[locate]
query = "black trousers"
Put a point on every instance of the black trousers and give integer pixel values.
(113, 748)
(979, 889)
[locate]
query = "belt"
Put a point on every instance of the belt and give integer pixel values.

------------------------------------------------------------------------

**Your goal**
Could you rewrite these entries, renaming "trousers" to "pants" wherever it appears and leaving all other text unchanged?

**Exercise result**
[locate]
query = "black pants"
Put a point on every instance of the black pants and give integer pixel values.
(113, 748)
(979, 889)
[locate]
query = "belt"
Put a point on every instance of the belt and give integer pixel values.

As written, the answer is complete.